[Referring expression data]
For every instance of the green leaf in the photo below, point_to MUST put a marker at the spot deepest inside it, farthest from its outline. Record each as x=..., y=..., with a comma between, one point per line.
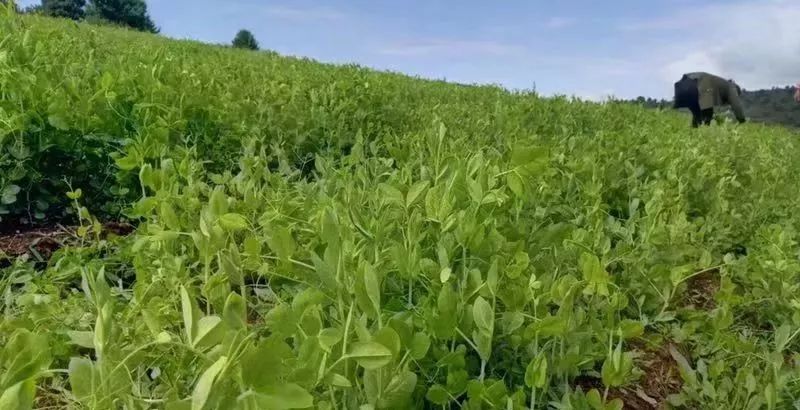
x=415, y=191
x=286, y=396
x=594, y=274
x=370, y=355
x=536, y=373
x=233, y=222
x=329, y=337
x=782, y=336
x=399, y=390
x=19, y=396
x=82, y=378
x=58, y=121
x=594, y=400
x=511, y=321
x=202, y=390
x=218, y=202
x=684, y=368
x=76, y=194
x=9, y=194
x=163, y=337
x=234, y=312
x=372, y=287
x=630, y=329
x=82, y=339
x=210, y=331
x=444, y=275
x=438, y=395
x=189, y=314
x=170, y=218
x=516, y=184
x=616, y=404
x=531, y=159
x=420, y=345
x=282, y=243
x=338, y=380
x=24, y=356
x=483, y=315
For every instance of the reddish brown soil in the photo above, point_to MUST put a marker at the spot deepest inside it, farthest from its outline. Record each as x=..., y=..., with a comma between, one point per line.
x=701, y=290
x=659, y=380
x=41, y=242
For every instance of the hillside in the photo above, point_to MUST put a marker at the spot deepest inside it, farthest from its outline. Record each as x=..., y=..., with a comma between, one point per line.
x=775, y=106
x=314, y=236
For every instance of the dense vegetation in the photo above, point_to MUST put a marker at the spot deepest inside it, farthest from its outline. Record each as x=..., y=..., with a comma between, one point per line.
x=332, y=237
x=125, y=13
x=773, y=106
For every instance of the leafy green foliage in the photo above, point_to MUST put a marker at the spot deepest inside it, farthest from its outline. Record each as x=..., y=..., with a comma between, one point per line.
x=379, y=241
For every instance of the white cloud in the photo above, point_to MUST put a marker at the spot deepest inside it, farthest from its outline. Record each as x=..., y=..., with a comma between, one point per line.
x=560, y=22
x=442, y=47
x=757, y=43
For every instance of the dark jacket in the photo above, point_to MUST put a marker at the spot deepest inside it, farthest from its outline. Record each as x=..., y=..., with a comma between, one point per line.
x=714, y=90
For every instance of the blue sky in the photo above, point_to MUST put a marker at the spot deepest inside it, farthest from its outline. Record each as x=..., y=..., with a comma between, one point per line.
x=576, y=47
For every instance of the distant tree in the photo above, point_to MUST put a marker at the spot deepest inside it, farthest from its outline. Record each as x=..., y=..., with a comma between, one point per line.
x=11, y=2
x=72, y=9
x=245, y=39
x=130, y=13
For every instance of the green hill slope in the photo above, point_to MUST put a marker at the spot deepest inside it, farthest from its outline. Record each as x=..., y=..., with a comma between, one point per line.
x=333, y=237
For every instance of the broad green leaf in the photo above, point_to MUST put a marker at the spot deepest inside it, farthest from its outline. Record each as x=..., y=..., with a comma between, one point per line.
x=82, y=378
x=19, y=396
x=210, y=331
x=438, y=395
x=536, y=373
x=782, y=337
x=420, y=345
x=218, y=202
x=169, y=216
x=389, y=338
x=329, y=337
x=286, y=396
x=282, y=243
x=687, y=372
x=202, y=390
x=616, y=404
x=82, y=339
x=511, y=321
x=373, y=287
x=516, y=184
x=9, y=194
x=24, y=356
x=338, y=380
x=414, y=192
x=594, y=400
x=234, y=312
x=399, y=390
x=233, y=222
x=370, y=355
x=594, y=274
x=444, y=275
x=189, y=315
x=483, y=315
x=273, y=354
x=631, y=328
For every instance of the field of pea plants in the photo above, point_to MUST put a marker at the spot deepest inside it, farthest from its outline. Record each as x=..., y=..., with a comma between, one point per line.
x=189, y=226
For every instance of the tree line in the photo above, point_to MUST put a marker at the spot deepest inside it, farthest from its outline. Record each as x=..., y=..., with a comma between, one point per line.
x=128, y=13
x=773, y=106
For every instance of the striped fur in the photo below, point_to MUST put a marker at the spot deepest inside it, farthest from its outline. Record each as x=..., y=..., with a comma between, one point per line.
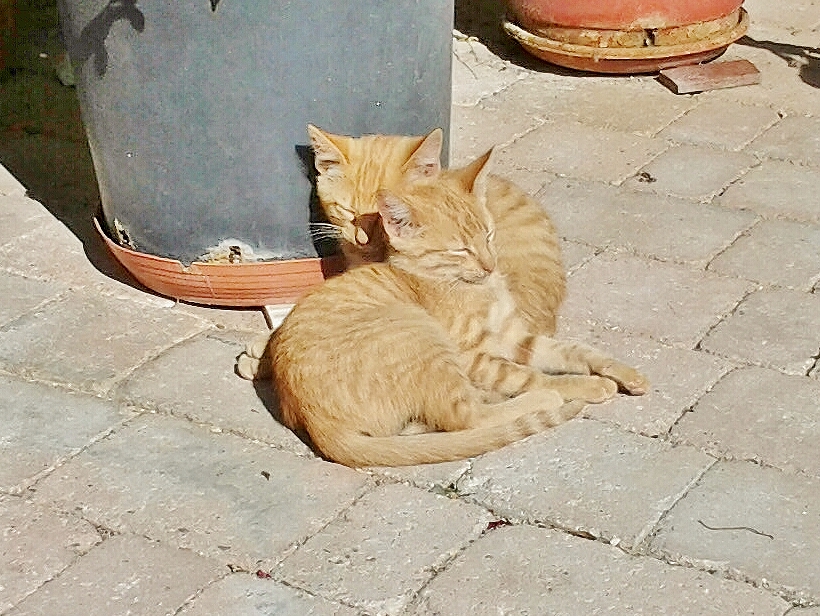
x=351, y=171
x=429, y=338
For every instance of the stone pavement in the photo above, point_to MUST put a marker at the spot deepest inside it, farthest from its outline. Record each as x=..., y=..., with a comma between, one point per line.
x=140, y=476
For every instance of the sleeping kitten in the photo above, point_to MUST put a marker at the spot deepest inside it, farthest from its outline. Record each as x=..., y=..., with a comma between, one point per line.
x=351, y=172
x=427, y=339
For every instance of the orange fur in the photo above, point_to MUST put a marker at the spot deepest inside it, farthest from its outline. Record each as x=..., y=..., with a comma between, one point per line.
x=428, y=338
x=352, y=171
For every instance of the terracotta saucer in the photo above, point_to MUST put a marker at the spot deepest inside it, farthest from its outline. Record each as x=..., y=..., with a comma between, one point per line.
x=259, y=283
x=645, y=59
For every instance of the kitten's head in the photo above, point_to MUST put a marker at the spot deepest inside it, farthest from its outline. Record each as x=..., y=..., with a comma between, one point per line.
x=351, y=172
x=442, y=229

● **About this exercise**
Give back the records above exactly, with no pictures.

● **Answer section**
For every instance of the green leaf in the photo below, point_to MUST put a marker at the spot deepest inside it, farthest from its outline. Record each as x=..., y=..., with a comma between, one point per line.
x=415, y=191
x=286, y=396
x=594, y=274
x=370, y=355
x=536, y=373
x=233, y=222
x=329, y=337
x=782, y=336
x=399, y=390
x=19, y=396
x=82, y=378
x=58, y=121
x=594, y=400
x=511, y=321
x=202, y=390
x=218, y=202
x=684, y=368
x=76, y=194
x=9, y=194
x=163, y=337
x=234, y=312
x=372, y=287
x=630, y=329
x=82, y=339
x=210, y=331
x=444, y=275
x=438, y=395
x=189, y=314
x=170, y=218
x=516, y=184
x=616, y=404
x=531, y=159
x=420, y=345
x=282, y=243
x=338, y=380
x=24, y=356
x=483, y=315
For every instance of the reddish brown soil in the photo above, point_to MUST put a marker at the spot deepest inside it, farthest from its outline. Record each as x=..., y=..., with a comma between, one point per line.
x=701, y=290
x=659, y=380
x=41, y=242
For every instance of the hillside in the photo above, point_to MUST put a marker at the spot deepest inside it, farthest from its outline. Record each as x=..., y=..., with a comma between, one point per line.
x=775, y=106
x=314, y=236
For every instance of the dense vegetation in the photo above, point_to MUST put a marker at the spot deepest inside it, farthest from its outline. Record each as x=..., y=..., with a comma between, one point per line.
x=332, y=237
x=125, y=13
x=773, y=106
For every instance of the leafy green foliage in the photo above, point_to MUST put a marker at the spot deepest inside it, farthest from its outline. Record each as x=..., y=..., with a comma between, one point per line.
x=379, y=241
For every instance of the white cloud in the photo above, point_to MUST put a marker at the spot deepest inside it, farthest from its outline. Record each as x=..., y=..., with a comma between, one point per line.
x=560, y=22
x=442, y=47
x=757, y=43
For every instance of the dark jacket in the photo above, point_to MUST put a marker at the spot deepest inside it, farthest from its outline. Record each as x=..., y=..., with a comma between, one point per line.
x=714, y=90
For every instance of the blue sky in the photo above, point_to MUST put a marker at the spot deepest inside it, farthest from its outline. Record each as x=..., y=..., with a comma between, one point per line.
x=576, y=47
For every instance of the distant tree in the photo above, point_to MUST put a marker at the spot deepest inside it, farthest from its outline. Record each as x=..., y=..., with a comma between, one point per line.
x=11, y=2
x=72, y=9
x=245, y=39
x=130, y=13
For every instance of the green hill slope in the photo above, point_to MUST put a marker at the spot deepest inside it, farthest from its outline. Record each as x=..., y=..., with a comma between, one point per line.
x=333, y=237
For every instance of the broad green leaf in the photo above, point_to MUST put a marker at the spot deepest inside it, farthest from its outline. Record each as x=..., y=..., with a comma between, one point per line.
x=82, y=378
x=19, y=396
x=210, y=331
x=438, y=395
x=536, y=373
x=782, y=337
x=420, y=345
x=218, y=202
x=169, y=216
x=389, y=338
x=329, y=337
x=286, y=396
x=282, y=243
x=687, y=372
x=202, y=390
x=616, y=404
x=82, y=339
x=511, y=321
x=373, y=287
x=516, y=184
x=9, y=194
x=24, y=356
x=338, y=380
x=414, y=192
x=594, y=400
x=234, y=312
x=399, y=390
x=233, y=222
x=370, y=355
x=594, y=274
x=444, y=275
x=189, y=315
x=483, y=315
x=273, y=354
x=631, y=328
For every instance of the field of pea plants in the photo above, point_to MUST put a marker at the spot deepest inside it, farthest from its outline. Record each as x=..., y=..., with a comma between, one point per line.
x=189, y=226
For every instance of the tree line in the photo above, point_to MUST put a marker at the spot deepest inside it, farthest from its outline. Record each as x=..., y=..., with a comma between, one point per line.
x=128, y=13
x=773, y=106
For every instance of the striped fur in the photo below, point_to MUST put a marker at the spot deepest inside it, farthest from its outline. Record each as x=..., y=..., with a comma between, one point per line.
x=351, y=171
x=429, y=338
For every instance of the stone pavement in the photo above, point_to MUST put a marker at the spot deepest inside it, farthest from its outline. Record each as x=..., y=..., with a comma between, one point per line.
x=140, y=476
For every instance of the sleeping kitten in the photo above, point_to MUST put a marker at the spot deepest inside it, farthest from its outline. Record each as x=..., y=..., with a comma between, one point per line.
x=351, y=172
x=427, y=339
For every instance of the orange fur in the photo above, point_to MUST put a marker at the spot deepest inside it, farthest from its outline. Record each as x=..., y=..., with a comma between, one point per line.
x=428, y=338
x=352, y=171
For every instance of the terracotta saucer in the photo above, point_to MUST put a marker at the spot deepest inside it, farthest from its outline. Record each as x=..., y=..., with a comma between, one point per line.
x=259, y=283
x=645, y=59
For every instance of the kitten's head in the photo above, point_to MUST put a marker at the spot deepest inside it, farthest from its outline. Record each as x=..., y=..., with a comma between, one point per line.
x=351, y=172
x=442, y=229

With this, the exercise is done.